**About this task**
Everything in the listing must be repeated exactly, apart from the images.

***** Information supplied *****

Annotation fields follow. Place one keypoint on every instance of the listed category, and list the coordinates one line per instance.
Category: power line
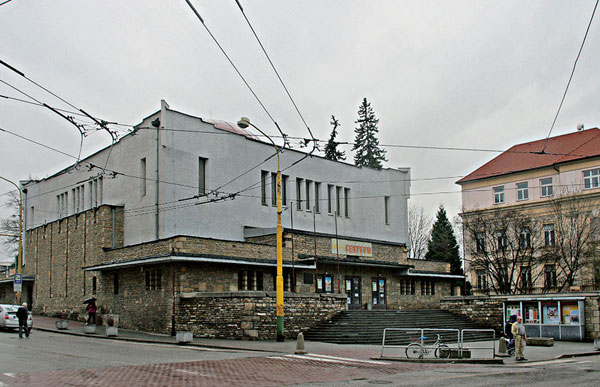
(234, 66)
(571, 76)
(278, 76)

*****

**Exercise answer**
Annotation fields follow. Place one keypoint on every instance of the listed category, and list the coordinates one line per instance.
Category: power line
(234, 66)
(571, 76)
(278, 76)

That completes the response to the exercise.